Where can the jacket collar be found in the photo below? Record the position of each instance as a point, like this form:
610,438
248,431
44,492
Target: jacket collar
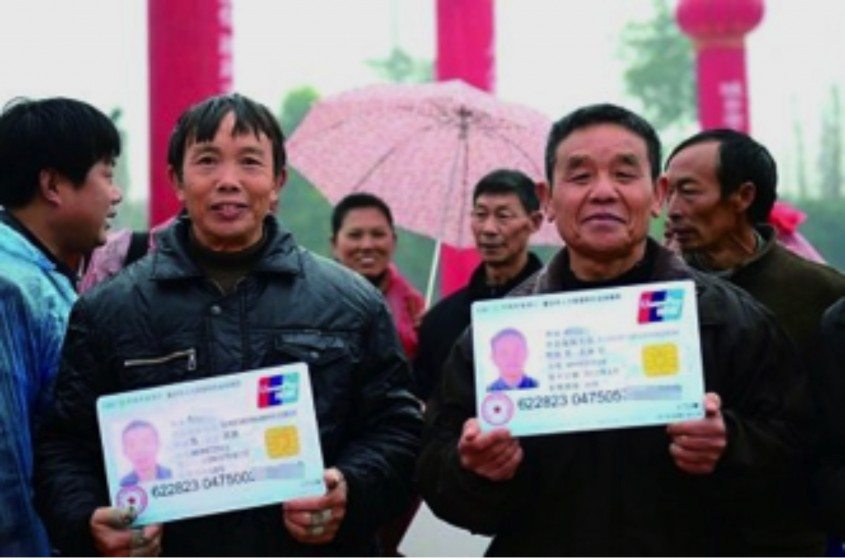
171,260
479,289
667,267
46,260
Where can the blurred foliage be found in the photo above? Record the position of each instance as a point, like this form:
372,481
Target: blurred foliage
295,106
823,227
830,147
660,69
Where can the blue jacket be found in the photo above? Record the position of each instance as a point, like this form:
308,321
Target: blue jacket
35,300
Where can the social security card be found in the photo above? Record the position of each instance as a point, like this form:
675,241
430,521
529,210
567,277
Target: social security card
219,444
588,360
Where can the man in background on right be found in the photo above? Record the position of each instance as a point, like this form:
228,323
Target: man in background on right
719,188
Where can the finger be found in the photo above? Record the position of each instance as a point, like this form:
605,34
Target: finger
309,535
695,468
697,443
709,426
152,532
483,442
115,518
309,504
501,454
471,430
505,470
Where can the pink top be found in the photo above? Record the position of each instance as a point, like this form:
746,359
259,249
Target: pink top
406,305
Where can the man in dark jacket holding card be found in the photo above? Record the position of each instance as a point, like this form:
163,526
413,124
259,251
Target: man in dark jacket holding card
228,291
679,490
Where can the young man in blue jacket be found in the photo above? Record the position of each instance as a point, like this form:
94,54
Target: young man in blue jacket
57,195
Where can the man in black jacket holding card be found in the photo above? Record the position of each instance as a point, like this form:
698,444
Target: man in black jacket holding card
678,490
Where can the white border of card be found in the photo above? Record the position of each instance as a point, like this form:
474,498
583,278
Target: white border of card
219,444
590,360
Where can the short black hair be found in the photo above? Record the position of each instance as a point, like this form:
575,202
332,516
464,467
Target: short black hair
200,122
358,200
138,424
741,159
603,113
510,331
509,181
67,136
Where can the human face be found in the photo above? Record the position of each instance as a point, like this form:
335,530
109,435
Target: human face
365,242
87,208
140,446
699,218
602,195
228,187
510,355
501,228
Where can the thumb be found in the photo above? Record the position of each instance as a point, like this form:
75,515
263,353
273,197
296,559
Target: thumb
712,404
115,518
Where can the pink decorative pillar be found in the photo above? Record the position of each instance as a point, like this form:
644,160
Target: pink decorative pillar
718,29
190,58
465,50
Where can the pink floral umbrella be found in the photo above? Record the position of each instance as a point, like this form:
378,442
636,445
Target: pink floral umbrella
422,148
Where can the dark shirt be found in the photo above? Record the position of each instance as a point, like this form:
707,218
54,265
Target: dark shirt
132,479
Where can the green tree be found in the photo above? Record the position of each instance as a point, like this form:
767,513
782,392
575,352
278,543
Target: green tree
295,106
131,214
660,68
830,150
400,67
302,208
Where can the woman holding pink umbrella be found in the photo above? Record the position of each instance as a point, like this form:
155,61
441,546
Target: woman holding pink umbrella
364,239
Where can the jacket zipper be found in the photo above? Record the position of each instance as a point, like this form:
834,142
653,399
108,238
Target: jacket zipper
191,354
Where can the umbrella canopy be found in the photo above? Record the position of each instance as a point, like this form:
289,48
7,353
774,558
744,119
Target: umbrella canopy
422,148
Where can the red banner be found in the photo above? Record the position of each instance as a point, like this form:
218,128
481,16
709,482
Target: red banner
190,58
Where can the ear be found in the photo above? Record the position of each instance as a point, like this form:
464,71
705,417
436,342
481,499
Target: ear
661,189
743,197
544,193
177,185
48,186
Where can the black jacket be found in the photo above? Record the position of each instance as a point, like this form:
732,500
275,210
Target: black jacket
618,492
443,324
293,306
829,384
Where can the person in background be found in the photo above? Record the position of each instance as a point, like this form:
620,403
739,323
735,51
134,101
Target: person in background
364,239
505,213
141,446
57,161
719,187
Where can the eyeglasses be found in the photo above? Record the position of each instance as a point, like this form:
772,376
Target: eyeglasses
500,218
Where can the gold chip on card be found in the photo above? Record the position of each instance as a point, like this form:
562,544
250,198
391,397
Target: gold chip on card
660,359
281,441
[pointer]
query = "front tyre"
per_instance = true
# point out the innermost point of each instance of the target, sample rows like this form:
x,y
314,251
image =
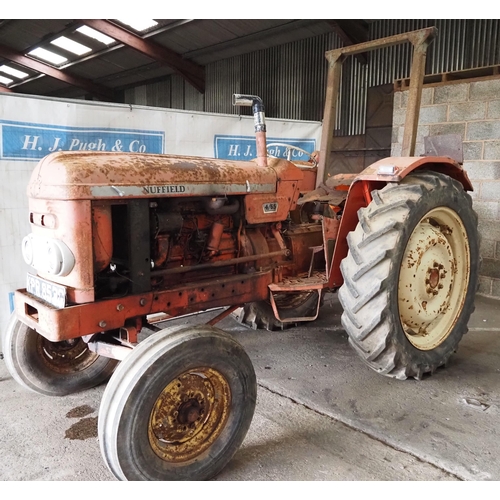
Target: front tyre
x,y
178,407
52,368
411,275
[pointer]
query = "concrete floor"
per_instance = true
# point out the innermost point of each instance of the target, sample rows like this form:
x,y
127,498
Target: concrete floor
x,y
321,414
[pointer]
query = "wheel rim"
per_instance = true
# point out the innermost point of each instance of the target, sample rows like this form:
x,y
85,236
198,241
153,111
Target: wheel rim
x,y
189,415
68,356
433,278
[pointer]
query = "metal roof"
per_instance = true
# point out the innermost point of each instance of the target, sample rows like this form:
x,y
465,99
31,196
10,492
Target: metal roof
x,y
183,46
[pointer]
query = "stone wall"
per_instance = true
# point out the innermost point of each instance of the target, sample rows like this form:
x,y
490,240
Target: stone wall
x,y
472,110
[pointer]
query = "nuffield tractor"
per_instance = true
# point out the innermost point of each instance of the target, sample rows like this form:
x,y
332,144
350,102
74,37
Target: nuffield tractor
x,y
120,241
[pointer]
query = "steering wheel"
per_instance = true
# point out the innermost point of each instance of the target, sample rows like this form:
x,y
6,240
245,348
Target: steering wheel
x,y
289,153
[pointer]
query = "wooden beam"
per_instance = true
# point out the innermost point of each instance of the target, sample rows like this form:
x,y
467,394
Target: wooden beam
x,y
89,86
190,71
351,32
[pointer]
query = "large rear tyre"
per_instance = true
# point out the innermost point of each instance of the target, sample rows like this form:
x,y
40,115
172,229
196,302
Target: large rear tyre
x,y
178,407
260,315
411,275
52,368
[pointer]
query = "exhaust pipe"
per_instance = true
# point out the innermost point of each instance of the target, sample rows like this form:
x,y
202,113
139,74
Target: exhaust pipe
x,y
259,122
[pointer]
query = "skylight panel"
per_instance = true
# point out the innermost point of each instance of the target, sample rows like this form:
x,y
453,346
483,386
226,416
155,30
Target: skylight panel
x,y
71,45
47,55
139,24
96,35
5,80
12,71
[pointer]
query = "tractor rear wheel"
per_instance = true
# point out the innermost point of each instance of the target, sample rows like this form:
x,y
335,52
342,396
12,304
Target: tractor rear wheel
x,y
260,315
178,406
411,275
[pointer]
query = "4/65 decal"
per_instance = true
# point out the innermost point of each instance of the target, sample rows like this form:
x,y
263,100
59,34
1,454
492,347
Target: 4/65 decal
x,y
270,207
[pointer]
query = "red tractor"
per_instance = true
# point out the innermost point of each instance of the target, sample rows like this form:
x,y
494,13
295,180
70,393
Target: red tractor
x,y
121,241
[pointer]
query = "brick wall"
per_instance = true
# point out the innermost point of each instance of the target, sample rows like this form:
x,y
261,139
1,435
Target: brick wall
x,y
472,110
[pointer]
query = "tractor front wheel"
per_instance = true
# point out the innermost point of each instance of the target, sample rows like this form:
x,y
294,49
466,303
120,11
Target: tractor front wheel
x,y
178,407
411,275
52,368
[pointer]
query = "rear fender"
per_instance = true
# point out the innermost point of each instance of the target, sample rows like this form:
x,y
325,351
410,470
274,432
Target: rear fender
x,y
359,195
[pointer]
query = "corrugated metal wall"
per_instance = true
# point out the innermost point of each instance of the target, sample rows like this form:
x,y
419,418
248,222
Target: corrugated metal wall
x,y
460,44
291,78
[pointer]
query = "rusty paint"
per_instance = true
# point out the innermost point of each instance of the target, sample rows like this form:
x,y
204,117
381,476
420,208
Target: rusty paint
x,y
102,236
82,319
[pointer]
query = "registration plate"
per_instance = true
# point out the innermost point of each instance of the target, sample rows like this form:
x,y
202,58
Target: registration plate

* * *

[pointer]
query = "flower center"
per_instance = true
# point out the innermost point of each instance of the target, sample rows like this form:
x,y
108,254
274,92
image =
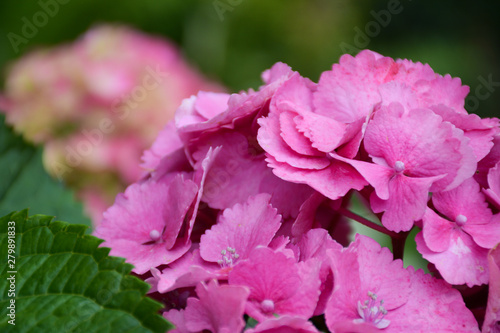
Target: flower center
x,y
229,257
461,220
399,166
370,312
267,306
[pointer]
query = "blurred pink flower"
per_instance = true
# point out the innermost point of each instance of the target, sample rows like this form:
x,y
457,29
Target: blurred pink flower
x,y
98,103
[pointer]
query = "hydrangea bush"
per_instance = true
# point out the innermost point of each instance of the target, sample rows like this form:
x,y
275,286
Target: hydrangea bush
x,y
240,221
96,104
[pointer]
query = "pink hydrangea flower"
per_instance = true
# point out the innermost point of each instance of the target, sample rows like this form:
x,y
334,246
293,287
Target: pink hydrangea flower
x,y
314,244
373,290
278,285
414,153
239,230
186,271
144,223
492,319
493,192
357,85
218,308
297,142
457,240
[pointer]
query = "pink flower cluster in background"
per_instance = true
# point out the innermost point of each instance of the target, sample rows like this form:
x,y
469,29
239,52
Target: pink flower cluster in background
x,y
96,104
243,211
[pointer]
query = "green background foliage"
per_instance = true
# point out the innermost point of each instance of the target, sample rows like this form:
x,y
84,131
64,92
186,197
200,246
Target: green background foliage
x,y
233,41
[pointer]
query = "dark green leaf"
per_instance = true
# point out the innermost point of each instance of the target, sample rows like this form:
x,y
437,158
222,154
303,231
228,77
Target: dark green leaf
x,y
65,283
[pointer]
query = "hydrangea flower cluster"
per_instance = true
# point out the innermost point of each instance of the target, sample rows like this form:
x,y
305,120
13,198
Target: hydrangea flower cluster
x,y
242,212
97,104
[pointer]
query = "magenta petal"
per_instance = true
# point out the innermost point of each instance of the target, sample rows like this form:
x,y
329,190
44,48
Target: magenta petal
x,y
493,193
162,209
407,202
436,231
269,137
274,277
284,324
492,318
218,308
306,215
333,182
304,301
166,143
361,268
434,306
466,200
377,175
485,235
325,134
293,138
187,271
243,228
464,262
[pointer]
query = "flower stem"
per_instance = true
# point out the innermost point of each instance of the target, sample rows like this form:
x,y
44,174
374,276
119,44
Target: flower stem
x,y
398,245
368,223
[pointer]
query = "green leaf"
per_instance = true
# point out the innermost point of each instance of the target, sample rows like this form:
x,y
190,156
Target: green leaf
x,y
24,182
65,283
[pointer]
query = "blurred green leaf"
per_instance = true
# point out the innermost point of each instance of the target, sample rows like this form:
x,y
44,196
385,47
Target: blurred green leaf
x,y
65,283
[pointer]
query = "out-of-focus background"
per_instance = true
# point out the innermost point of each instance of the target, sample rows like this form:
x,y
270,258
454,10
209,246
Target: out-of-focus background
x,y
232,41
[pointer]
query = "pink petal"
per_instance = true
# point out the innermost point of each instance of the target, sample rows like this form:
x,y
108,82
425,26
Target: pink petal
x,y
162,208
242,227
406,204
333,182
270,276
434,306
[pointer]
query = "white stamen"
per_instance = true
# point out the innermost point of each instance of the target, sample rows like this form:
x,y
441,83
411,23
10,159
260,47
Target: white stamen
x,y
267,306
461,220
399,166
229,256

---

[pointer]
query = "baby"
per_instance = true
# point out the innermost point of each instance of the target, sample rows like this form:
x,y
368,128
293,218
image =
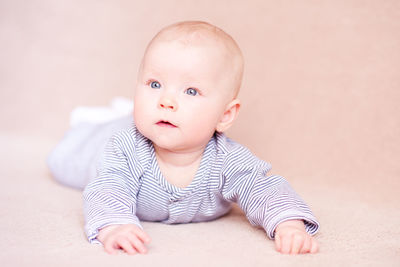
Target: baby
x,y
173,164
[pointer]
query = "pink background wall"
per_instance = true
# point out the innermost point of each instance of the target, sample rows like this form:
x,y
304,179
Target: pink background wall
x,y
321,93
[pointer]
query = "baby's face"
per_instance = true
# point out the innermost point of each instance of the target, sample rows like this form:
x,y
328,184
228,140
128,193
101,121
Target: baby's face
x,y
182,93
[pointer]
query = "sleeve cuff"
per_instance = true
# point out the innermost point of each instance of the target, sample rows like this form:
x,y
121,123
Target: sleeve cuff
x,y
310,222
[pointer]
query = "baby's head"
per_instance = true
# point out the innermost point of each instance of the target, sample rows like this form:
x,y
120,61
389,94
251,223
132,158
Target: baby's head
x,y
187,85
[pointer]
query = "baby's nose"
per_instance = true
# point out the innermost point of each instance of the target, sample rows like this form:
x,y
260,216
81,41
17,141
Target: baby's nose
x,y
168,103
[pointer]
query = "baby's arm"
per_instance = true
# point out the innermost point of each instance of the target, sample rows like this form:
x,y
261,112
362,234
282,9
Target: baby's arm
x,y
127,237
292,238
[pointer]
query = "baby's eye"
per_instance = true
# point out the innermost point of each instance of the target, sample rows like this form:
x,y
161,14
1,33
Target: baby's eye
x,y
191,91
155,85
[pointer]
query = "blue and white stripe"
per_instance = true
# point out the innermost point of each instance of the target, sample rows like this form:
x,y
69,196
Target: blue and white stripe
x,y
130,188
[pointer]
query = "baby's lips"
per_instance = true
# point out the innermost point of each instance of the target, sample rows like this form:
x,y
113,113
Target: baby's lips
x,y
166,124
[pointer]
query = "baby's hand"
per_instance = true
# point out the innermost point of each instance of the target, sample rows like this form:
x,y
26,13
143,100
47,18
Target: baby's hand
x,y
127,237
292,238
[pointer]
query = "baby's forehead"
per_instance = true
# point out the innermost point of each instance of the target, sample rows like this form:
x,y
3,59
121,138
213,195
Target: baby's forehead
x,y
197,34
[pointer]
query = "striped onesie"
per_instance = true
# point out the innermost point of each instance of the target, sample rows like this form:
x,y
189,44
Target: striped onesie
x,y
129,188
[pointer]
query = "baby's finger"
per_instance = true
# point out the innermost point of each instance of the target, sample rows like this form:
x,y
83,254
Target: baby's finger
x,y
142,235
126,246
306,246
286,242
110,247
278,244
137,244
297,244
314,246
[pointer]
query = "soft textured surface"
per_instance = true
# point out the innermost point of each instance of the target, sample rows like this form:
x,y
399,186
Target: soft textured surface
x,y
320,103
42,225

→ **WORK INSTRUCTIONS**: From the records above, quote only the lines running from the line with "Target: brick wall" to the line with "Target: registration plate", both lines included.

→ **ANSWER BOX**:
Target: brick wall
x,y
472,110
[pointer]
query = "tractor front wheel"
per_instance = true
# point out the innermost point of each instance of the target, sample rows like this form:
x,y
294,49
466,303
120,11
Target: tractor front wheel
x,y
178,407
411,275
52,368
[pointer]
query = "rear fender"
per_instance = true
# point out the innermost point of each instance of the target, sample rows like this form:
x,y
325,351
410,470
274,432
Target: rear fender
x,y
359,195
[pointer]
query = "corrugated metal wall"
per_instance = true
# point out the innermost point of each instance of the target, sample rows like this form:
x,y
419,418
248,222
Target: corrugated metal wall
x,y
460,44
291,78
[pointer]
query = "rusty paint"
per_instance = true
# point out the innermost point of each instance of the target, sample rows like this form:
x,y
204,117
381,476
420,208
Target: rusty paint
x,y
102,236
82,319
[pointer]
query = "registration plate"
per_instance = true
# point out the innermost point of each instance of the target, sample rows like this form:
x,y
202,58
Target: registration plate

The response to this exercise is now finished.